Reading text:
+===+

DIFs largely invest in unlisted companies in the infrastructure sector, with longer gestation periods. Till now, only venture capital funds invested in such projects leaving out retail investors due to inability to meet minimum investment requirements thus missing out on company’s growth phase prior to it being listed.
It is also recommended that DIFs should operate as closed-ended schemes with a maturity of seven years, with the possible extension of the duration to a further seven years. They shall be allowed to invest up to 100% of its funds into unlisted securities while limiting its exposure to unlisted companies to 10% of NAV.
The committee has also recommended that DIFs should be listed on stock exchanges to provide liquidity to retail investors within 2 years of launch of scheme. The exit options suggested are initial public offerings, strategic sales or buybacks.
Once the recommendations are approved, it is expected that all SEBI registered AMC would launch these funds. Apart from retail investors, companies and FIs can also invest in them.
As regards tax incentives, it is recommended to given only to original investors and not subsequent buyers of the scheme. Though to make DIF a success, it is necessary to provide tax sops as without it no retail investor would be motivated to invest in them.
After hypermarkets, department stores, supermarkets and malls, Pantaloon Retail is focussing on rolling out a chain of small discount stores. The small stores will be neighbourhood stores called KB’s Fair Price, with limited varieties and limited services.
The margins on these would be low, but it would offset by economies of scale and lower costs. Initially, around 12 of these would open in Delhi.
Pantaloon is also exploring tie-ups with foreign partners for joint ventures. Earlier it has tied up with Staples, Axiom Telecom, Lee Cooper and reports indicate it is in talks with Burger King and Starbucks.
Pantaloon hopes to expand its retail space from current 7 million to 30 million square feet by 2010-2011. By early 2008, it will also open its cash-and-carry stores named KB’s Wholesale Club.

+===+

Data for analysis:

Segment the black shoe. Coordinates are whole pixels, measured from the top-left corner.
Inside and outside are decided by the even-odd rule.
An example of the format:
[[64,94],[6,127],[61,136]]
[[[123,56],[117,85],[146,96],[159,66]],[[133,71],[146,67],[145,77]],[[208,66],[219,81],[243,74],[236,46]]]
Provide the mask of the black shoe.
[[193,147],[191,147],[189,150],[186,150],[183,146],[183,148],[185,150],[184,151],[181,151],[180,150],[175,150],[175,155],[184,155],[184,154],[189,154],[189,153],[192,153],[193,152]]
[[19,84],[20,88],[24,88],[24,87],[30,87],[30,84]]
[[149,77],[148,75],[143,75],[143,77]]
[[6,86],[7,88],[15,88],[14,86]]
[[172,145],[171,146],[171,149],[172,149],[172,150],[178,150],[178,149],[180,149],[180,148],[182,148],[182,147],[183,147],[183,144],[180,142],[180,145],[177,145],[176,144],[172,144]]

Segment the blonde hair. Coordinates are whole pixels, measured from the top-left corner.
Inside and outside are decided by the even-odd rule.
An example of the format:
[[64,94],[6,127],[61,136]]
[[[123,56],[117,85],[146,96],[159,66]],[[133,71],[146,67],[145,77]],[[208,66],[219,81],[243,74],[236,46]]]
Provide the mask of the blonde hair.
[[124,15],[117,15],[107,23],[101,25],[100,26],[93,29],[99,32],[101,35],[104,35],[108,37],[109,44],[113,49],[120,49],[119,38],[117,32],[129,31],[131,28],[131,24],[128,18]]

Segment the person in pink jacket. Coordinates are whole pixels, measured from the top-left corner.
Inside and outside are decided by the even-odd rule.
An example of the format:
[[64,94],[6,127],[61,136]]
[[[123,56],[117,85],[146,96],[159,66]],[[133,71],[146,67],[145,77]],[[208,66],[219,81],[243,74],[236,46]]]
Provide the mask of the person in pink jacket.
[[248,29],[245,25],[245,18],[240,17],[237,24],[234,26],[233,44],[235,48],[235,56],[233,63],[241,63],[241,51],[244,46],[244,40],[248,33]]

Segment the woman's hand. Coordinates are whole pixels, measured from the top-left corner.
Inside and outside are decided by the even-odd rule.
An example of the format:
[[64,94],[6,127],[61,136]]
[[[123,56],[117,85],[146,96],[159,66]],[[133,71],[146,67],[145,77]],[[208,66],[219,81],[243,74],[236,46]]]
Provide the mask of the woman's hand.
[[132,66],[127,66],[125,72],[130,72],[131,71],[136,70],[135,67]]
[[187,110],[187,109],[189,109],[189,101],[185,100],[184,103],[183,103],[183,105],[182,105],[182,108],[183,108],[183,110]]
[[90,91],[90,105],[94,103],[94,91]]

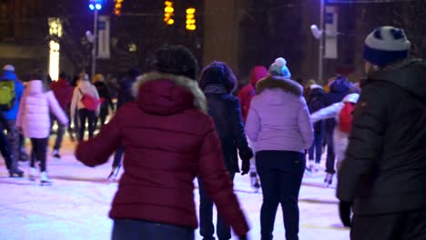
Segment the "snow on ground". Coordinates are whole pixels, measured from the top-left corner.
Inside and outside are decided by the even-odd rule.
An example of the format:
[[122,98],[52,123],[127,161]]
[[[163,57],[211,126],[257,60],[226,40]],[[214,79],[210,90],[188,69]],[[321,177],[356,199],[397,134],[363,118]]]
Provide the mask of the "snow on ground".
[[[38,179],[30,182],[26,175],[24,178],[9,178],[4,161],[0,161],[0,239],[110,238],[112,221],[107,213],[117,186],[117,183],[106,180],[112,162],[95,168],[86,167],[75,159],[73,151],[74,145],[67,135],[61,159],[51,157],[49,148],[47,169],[54,181],[50,186],[40,186]],[[20,165],[28,173],[28,162],[21,162]],[[349,230],[339,220],[335,183],[334,187],[324,187],[324,175],[321,170],[304,176],[299,196],[299,238],[349,239]],[[248,175],[236,176],[235,192],[251,226],[250,239],[260,239],[261,194],[252,191]],[[195,193],[198,205],[198,189]],[[285,239],[281,213],[279,208],[274,230],[274,239],[279,240]],[[198,229],[195,235],[196,239],[202,239]]]

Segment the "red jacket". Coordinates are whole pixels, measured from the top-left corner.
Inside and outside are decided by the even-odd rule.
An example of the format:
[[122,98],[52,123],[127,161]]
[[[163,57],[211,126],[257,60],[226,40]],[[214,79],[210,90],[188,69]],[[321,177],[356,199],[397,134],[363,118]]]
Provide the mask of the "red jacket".
[[248,226],[197,82],[152,73],[144,75],[135,89],[137,102],[120,107],[99,135],[76,152],[79,161],[95,166],[124,146],[124,174],[109,216],[195,229],[193,180],[199,175],[219,214],[237,235],[245,235]]
[[59,80],[50,85],[50,89],[54,92],[55,97],[56,97],[62,109],[67,109],[71,103],[74,91],[74,88],[68,81],[66,81],[66,79],[59,78]]
[[239,103],[241,105],[241,114],[246,122],[248,109],[250,109],[250,102],[253,96],[256,95],[256,84],[262,78],[268,75],[268,70],[263,65],[256,65],[251,69],[250,83],[245,85],[238,92]]

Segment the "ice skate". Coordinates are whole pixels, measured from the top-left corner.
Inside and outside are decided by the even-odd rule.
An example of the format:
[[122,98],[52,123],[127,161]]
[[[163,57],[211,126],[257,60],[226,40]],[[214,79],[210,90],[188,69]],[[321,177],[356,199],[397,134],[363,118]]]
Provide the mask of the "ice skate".
[[326,184],[326,187],[330,187],[330,185],[333,183],[333,174],[327,174],[324,183]]
[[40,175],[40,185],[51,185],[52,180],[47,176],[46,172],[42,172]]
[[53,157],[61,159],[61,155],[59,155],[59,150],[55,149],[52,155],[53,155]]
[[36,181],[36,173],[37,172],[37,169],[36,167],[30,167],[28,178],[30,181]]

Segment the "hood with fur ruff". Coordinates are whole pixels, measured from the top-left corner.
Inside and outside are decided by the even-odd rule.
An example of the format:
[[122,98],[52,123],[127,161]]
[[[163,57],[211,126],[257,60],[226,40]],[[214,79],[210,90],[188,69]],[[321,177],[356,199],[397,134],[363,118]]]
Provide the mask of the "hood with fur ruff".
[[137,77],[132,92],[146,112],[172,115],[191,107],[207,112],[206,97],[198,84],[183,75],[145,74]]

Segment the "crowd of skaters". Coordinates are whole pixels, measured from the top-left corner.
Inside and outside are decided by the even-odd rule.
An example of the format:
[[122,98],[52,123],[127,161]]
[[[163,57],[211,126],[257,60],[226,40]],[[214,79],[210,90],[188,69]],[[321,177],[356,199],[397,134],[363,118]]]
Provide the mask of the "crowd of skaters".
[[[346,75],[338,75],[324,86],[311,80],[303,87],[291,80],[286,60],[279,57],[268,69],[255,66],[249,83],[234,95],[237,79],[225,63],[212,62],[202,69],[198,79],[198,63],[190,51],[179,45],[164,46],[156,51],[146,74],[131,69],[121,81],[118,89],[122,95],[118,95],[117,112],[107,124],[106,115],[116,109],[101,75],[96,75],[91,83],[88,75],[81,73],[73,87],[61,81],[66,78],[62,75],[50,85],[52,93],[46,85],[46,73],[37,69],[22,94],[15,127],[31,139],[30,178],[34,179],[33,168],[38,161],[42,184],[51,183],[46,170],[51,125],[45,124],[50,123],[48,120],[28,119],[55,119],[59,123],[58,135],[65,133],[69,119],[73,119],[79,129],[76,157],[88,166],[105,164],[115,154],[114,172],[124,154],[125,171],[109,213],[114,220],[113,239],[137,239],[140,235],[147,239],[169,239],[171,235],[173,239],[193,239],[198,226],[193,205],[195,177],[199,186],[199,226],[203,239],[215,239],[213,204],[218,212],[216,225],[218,239],[230,239],[231,228],[239,239],[247,239],[248,224],[233,193],[232,182],[237,173],[249,173],[252,185],[262,188],[261,239],[273,238],[279,204],[286,239],[299,239],[298,198],[302,177],[305,170],[319,171],[324,144],[327,145],[324,182],[331,184],[338,171],[340,216],[345,226],[352,226],[351,238],[391,239],[399,235],[420,237],[407,239],[422,239],[426,235],[426,228],[421,227],[426,222],[426,201],[418,179],[426,178],[426,147],[422,144],[426,136],[424,130],[419,128],[425,123],[424,115],[421,113],[416,119],[410,119],[418,128],[406,131],[416,135],[403,148],[412,152],[411,158],[393,155],[399,162],[388,164],[383,155],[391,157],[396,154],[390,152],[397,150],[383,147],[382,141],[390,138],[387,127],[399,130],[401,118],[393,123],[395,120],[388,117],[389,113],[383,114],[386,107],[380,104],[381,99],[371,96],[372,93],[382,95],[377,85],[385,85],[384,88],[395,95],[411,96],[407,101],[412,104],[411,111],[424,108],[425,92],[415,86],[425,85],[425,64],[409,58],[409,49],[410,42],[401,29],[380,27],[365,41],[367,80],[352,84]],[[6,65],[4,72],[12,69]],[[406,75],[398,76],[409,84],[394,80],[392,73],[399,71]],[[420,80],[421,76],[423,82]],[[362,92],[364,87],[367,89],[367,94],[360,93],[361,87]],[[66,94],[57,95],[66,88]],[[85,105],[82,99],[86,95],[99,100],[96,109]],[[59,100],[61,96],[66,100]],[[360,105],[357,105],[359,101]],[[420,104],[414,104],[415,101]],[[404,118],[406,111],[400,110],[398,114],[408,121]],[[6,121],[2,119],[2,123]],[[95,135],[97,121],[104,126]],[[11,125],[7,124],[5,127],[9,134]],[[86,124],[89,138],[84,141]],[[56,156],[59,156],[61,138],[56,138],[54,146]],[[401,139],[388,141],[395,147],[398,140]],[[2,154],[7,155],[7,149],[3,148]],[[11,176],[23,175],[16,164],[12,164],[16,162],[10,157],[5,160]],[[418,167],[417,180],[409,177],[404,182],[395,176],[393,184],[413,184],[408,192],[400,190],[395,195],[375,187],[376,185],[384,187],[386,184],[380,179],[391,177],[390,173],[396,175],[392,171],[398,171],[398,167],[405,167],[409,172],[405,175],[414,175],[410,173],[410,167],[401,166],[407,161]],[[414,195],[411,196],[411,204],[400,204],[402,194]],[[377,205],[374,201],[384,201],[385,195],[390,197],[385,201],[388,205]],[[416,209],[421,211],[411,213]],[[396,224],[387,225],[375,222],[378,219],[410,222],[396,231]],[[378,230],[387,232],[377,238],[374,232]]]

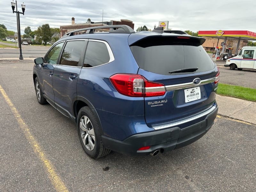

+===+

What you will do:
A. Rewrite the paragraph of the business news text that begins "Pantaloon is also exploring" as a short list, keeping its main facts.
B. Carry on writing the business news text from its last sentence.
The records are not needed for this work.

Responses by item number:
A.
- Pantaloon is exploring joint ventures with foreign partners.
- It has earlier tied up with Staples, Axiom Telecom and Lee Cooper.
- Reports indicate it is in talks with Burger King and Starbucks.

B.
With this entry, Pantaloon could extract lot of business from small stores and retailers, and also take on the existing players such as Subhiksha and Reliance Fresh. These stores would target daily staple buyers unlike Big Bazaar/ Food Bazaar, which focus more on weekly/ monthly and bulk purchases.
The erstwhile UTI Bank has changed its name to Axis Bank effective July 30, 2007. This is the first time that a bank has gone in for a brand-change voluntarily; earlier names of banks have been changed either due to a merger or an acquisition.
UTI brand was given in 1994 by its promoters and UTI Bank could use the brand only till January 2008 as per Govt directives. Many unrelated shareholder entities like UTI Technological Services, UTI Investor Services and UTI Securities were carrying the UTI brand.
ITC Ltd., the diversified Kolkata based conglomerate bucked the trend on stock exchanges by closing in the green on day when the market witnessed the steepest fall in four months. The reason primarily was the better than expected quarterly results.
ITC has major expansion plans in almost all the segments it operates in but faces problems owing to rising real estate prices, problems of land acquisition and a delay in regulatory clearances which is hampering its growth plans.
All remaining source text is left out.